_Source document_.
On Friday the Justice Department (DOJ) announced the indictment against Mark Fryday and Lara Mohammed, which alleges that between November and April the pair conspired to bribe U.S. military officers at Erbil Air Base.
Prosecutors allege that the defendants offered kickbacks of 20% of the value of any contracts for the supply of office and other equipment awarded to their company, such as rolling chairs, bunk-beds and mattresses.
Fryday and Mohammed then allegedly further sought to conceal their illicit activity by communicating via the messaging app SnapChat, which enables users to permanently delete messages once they have been read.
The Justice Department’s action against the pair follows shortly after its indictment of two other defendants in separate but similar cases.
In December 2019, prosecutors charged Roy Varkey with two counts of bribery for offering illicit payments to a government official at a U.S. military facility in Kuwait.

_Supplied entries_.

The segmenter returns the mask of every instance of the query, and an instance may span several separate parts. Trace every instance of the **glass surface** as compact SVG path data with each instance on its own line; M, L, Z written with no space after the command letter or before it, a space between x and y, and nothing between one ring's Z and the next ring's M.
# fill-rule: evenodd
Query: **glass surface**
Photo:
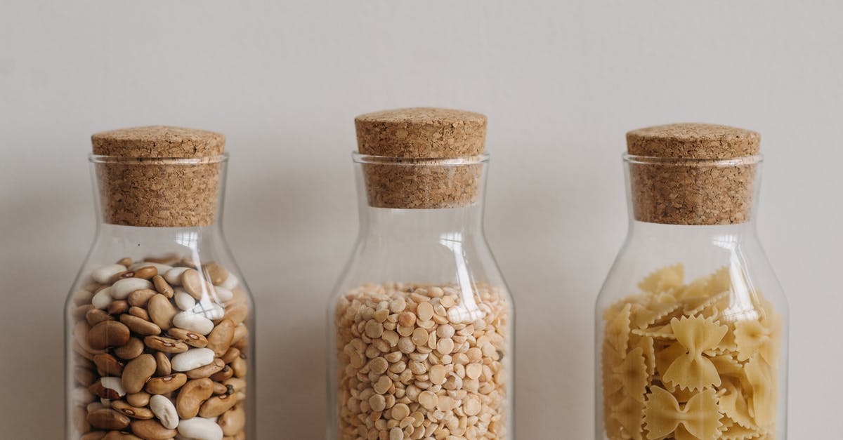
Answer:
M360 232L328 306L328 438L513 438L513 304L483 233L487 158L391 160L355 155ZM481 196L372 207L368 164L479 167Z
M675 166L754 164L754 205L750 158ZM754 206L738 224L636 221L633 163L651 166L626 157L629 231L596 304L594 438L787 438L787 303Z
M255 310L221 223L104 223L94 167L110 161L126 162L91 158L97 232L66 304L66 438L256 438Z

_Tasks_.
**a)** In the bribery report, rewrite everything from "Fryday and Mohammed" down to "but similar cases.", replacing "illicit activity" with "unlawful conduct".
**b)** Name every item of equipment that the bribery report gives as an example of what the contracts would supply.

_Expected answers_.
**a)**
Fryday and Mohammed then allegedly further sought to conceal their unlawful conduct by communicating via the messaging app SnapChat, which enables users to permanently delete messages once they have been read.
The Justice Department’s action against the pair follows shortly after its indictment of two other defendants in separate but similar cases.

**b)** rolling chairs, bunk-beds, mattresses